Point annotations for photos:
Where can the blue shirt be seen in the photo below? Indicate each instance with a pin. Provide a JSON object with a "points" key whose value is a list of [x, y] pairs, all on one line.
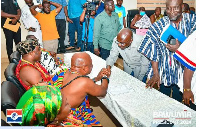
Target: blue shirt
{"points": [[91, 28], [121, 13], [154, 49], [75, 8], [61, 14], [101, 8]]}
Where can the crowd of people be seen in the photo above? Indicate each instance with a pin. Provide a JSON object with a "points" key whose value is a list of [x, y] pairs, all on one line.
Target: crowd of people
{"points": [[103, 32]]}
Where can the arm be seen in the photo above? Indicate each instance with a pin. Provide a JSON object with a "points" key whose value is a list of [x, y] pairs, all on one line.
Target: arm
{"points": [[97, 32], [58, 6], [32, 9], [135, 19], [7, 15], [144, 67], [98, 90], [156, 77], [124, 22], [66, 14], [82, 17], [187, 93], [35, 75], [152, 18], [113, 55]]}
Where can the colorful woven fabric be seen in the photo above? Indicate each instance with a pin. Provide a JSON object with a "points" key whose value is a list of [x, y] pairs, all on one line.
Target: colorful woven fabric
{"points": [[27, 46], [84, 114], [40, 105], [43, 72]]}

* * *

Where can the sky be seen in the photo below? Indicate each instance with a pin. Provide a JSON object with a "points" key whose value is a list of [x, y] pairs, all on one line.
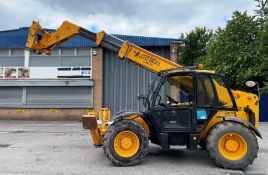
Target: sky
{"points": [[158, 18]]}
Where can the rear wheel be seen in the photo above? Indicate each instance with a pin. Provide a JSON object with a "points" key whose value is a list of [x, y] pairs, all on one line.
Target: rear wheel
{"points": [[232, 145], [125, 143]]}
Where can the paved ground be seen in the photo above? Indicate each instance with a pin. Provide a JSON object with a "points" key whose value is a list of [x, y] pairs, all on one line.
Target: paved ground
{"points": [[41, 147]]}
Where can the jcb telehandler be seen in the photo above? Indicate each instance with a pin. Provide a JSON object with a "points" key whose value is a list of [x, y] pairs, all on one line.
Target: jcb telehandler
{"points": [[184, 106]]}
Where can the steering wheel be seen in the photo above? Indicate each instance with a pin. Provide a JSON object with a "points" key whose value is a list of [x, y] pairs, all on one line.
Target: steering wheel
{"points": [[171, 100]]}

GIVEN INSTRUCTION
Output the lines of the material above from the line containing "Where can the arm" up to and including the line containing "Target: arm", copied verbatim.

SOLUTION BELOW
Where can the arm be seen in the photo above? Indicate each instance with a pin. Provide a JSON object with a "points" key whose value is a list of [x, y] pairs, all on one line.
Target: arm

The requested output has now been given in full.